▶ **Exercise brief**
Work out how many lines in the rows below contain the string "stone", matching case exactly. Reply with the number alone.

▶ **Data shown**
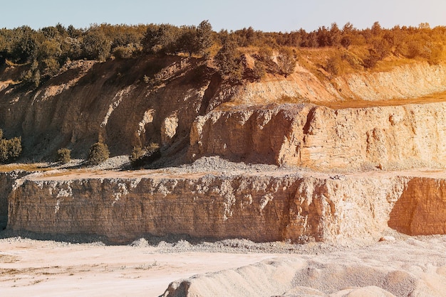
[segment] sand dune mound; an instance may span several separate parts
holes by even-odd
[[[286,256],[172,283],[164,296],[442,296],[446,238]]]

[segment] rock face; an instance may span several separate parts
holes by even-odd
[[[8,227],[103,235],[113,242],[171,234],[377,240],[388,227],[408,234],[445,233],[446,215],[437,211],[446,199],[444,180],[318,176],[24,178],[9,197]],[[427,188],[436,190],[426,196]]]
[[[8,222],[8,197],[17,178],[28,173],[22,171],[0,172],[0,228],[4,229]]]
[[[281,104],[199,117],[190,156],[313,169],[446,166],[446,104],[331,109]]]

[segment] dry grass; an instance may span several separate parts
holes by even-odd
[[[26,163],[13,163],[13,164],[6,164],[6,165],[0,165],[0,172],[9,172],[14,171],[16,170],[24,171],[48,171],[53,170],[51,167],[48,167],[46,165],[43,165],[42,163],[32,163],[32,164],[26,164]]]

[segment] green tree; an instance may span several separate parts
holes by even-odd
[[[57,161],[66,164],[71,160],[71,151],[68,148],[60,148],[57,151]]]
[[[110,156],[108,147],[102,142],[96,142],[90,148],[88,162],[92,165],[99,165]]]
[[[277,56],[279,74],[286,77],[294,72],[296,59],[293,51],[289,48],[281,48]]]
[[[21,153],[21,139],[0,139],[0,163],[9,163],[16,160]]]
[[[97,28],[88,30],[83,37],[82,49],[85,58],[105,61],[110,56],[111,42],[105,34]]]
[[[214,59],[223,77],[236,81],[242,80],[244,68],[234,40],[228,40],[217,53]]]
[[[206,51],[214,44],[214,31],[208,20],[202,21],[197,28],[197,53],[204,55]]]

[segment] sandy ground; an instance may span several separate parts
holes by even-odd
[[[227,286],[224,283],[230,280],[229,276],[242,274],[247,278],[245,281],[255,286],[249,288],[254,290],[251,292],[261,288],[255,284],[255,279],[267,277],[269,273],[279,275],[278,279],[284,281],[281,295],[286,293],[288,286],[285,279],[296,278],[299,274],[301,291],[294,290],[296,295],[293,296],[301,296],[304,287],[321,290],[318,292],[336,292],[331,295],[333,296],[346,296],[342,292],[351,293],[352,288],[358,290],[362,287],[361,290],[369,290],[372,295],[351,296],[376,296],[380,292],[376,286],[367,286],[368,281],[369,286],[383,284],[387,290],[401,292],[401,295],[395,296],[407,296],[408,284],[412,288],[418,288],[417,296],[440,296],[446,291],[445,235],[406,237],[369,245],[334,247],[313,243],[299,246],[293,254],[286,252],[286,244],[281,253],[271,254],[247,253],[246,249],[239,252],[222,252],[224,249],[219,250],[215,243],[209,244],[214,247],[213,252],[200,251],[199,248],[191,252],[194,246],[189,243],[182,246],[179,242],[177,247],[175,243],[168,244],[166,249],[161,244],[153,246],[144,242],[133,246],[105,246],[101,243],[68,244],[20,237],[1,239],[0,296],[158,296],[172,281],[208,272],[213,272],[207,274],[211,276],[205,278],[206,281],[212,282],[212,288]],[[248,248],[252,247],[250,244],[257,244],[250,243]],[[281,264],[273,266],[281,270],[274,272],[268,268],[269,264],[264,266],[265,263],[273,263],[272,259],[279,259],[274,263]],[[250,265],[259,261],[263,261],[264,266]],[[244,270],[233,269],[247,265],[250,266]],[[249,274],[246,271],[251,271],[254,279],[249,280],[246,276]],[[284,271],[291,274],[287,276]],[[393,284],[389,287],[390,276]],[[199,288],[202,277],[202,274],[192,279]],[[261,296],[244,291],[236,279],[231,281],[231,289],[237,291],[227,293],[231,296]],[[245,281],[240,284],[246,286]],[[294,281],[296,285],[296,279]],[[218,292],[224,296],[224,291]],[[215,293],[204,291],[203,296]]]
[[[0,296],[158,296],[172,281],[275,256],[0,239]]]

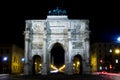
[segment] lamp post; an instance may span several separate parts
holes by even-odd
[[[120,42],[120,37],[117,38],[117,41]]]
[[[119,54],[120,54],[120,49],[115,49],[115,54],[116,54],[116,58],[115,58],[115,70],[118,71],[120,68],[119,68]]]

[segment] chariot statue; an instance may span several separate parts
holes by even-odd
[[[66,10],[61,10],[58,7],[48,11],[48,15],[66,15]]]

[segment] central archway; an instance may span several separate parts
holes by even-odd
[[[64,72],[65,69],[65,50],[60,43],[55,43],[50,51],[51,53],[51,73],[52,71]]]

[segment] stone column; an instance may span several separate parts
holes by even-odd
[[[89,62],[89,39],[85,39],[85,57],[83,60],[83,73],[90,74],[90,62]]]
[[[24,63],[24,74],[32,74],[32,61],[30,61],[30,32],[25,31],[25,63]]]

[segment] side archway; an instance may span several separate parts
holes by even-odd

* * *

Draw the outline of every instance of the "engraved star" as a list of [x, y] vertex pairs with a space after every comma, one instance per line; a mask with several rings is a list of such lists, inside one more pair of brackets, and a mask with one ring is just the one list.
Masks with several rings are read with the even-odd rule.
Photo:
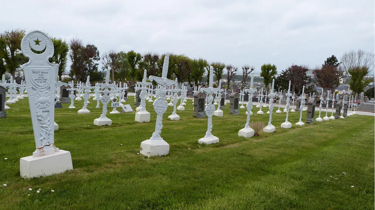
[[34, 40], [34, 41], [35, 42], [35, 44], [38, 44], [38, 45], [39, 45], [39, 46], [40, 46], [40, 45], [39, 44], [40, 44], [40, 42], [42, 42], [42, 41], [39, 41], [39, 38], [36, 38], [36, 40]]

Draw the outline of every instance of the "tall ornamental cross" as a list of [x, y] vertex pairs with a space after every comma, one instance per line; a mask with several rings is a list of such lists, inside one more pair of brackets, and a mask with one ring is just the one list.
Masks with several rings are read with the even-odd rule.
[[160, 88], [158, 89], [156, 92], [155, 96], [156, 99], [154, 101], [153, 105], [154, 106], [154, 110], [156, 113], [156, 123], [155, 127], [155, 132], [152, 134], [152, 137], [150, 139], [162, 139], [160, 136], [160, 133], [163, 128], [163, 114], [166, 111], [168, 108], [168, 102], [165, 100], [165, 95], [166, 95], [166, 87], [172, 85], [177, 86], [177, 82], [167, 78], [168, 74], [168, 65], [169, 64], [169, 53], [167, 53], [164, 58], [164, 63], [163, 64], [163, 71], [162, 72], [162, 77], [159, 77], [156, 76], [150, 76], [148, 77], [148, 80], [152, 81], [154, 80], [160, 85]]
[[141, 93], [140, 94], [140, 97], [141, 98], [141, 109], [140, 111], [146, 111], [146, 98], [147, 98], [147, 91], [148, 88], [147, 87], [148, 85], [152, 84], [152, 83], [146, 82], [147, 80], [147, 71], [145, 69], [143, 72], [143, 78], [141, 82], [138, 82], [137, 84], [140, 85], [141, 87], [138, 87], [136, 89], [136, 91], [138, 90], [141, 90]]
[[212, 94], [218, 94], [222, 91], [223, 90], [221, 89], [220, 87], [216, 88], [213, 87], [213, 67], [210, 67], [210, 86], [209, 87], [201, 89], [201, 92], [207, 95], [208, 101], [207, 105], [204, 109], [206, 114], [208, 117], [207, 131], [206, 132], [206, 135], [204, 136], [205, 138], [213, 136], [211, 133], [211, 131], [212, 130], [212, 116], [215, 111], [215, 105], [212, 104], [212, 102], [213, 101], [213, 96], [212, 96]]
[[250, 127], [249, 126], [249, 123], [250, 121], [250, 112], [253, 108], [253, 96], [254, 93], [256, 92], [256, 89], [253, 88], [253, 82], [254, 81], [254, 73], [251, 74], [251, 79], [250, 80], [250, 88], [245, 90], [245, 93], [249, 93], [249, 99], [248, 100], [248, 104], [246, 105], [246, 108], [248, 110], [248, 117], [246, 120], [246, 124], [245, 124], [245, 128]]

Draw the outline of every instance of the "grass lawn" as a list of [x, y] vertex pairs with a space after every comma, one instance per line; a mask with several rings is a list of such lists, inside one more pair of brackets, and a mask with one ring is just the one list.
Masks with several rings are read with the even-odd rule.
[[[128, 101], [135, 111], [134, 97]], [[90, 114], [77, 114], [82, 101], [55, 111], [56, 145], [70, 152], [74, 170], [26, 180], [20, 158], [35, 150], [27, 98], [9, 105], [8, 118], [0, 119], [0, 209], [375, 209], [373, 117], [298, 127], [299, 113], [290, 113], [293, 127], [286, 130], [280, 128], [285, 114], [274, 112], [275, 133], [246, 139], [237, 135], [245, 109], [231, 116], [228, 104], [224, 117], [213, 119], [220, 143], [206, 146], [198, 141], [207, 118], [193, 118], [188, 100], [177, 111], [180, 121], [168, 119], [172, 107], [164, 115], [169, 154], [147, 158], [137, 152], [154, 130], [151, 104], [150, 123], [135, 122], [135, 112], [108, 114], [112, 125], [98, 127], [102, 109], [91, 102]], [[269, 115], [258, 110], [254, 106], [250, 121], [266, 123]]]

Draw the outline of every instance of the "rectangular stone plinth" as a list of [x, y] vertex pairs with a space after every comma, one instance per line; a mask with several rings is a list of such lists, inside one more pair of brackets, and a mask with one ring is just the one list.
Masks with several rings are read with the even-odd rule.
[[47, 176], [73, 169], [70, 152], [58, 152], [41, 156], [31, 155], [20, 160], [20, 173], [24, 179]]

▶ **Completed task**
2